__STATED EXERCISE__
Add 19 to every coordinate in the answers and write out the lines below, requests included, beginning at the line that has "A point falls on each instance of the overcast" and stopping after the line that has "A point falls on each instance of the dog's". Leave the pictures out.

__PROVIDED MATERIAL__
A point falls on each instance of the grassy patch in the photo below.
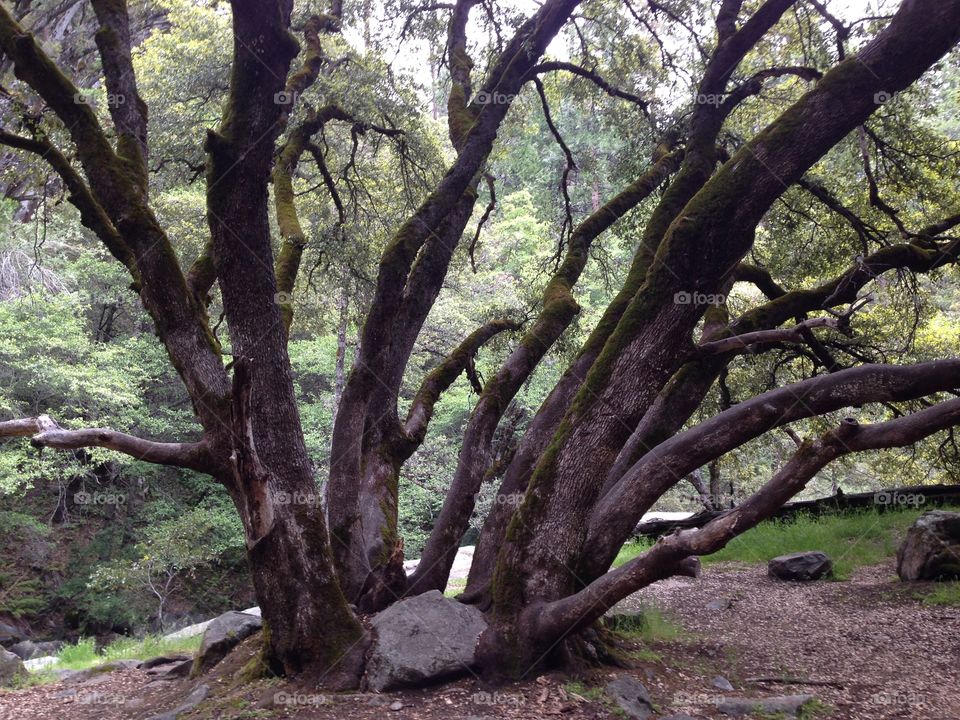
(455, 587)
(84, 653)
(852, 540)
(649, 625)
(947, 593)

...

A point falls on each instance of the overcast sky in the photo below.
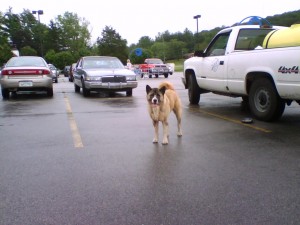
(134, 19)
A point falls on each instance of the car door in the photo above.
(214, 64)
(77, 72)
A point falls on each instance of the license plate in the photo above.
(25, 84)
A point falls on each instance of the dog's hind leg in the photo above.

--

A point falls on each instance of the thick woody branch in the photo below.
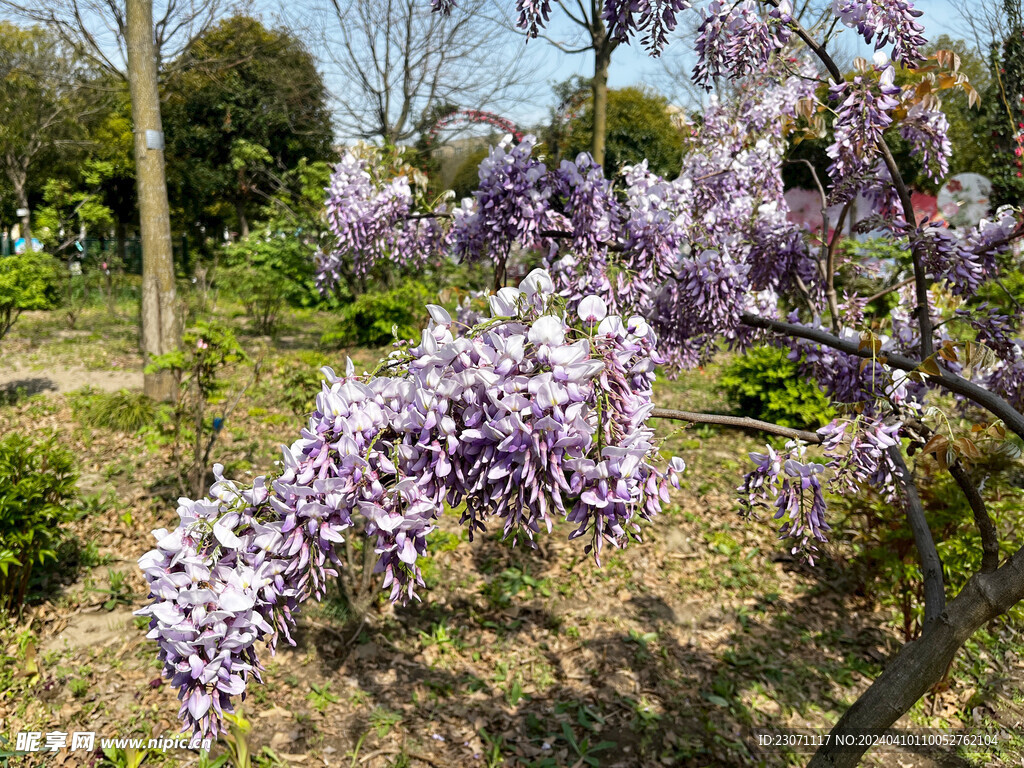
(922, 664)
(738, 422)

__TASK RESULT__
A point falls on each instance of the overcast sky in the photo below.
(153, 38)
A point falls on each instance of the car door in the photo above.
(233, 83)
(96, 91)
A point falls on each instance of the license plate in the photo above.
(44, 103)
A point falls on each instance of the dog's hind leg in the photo above.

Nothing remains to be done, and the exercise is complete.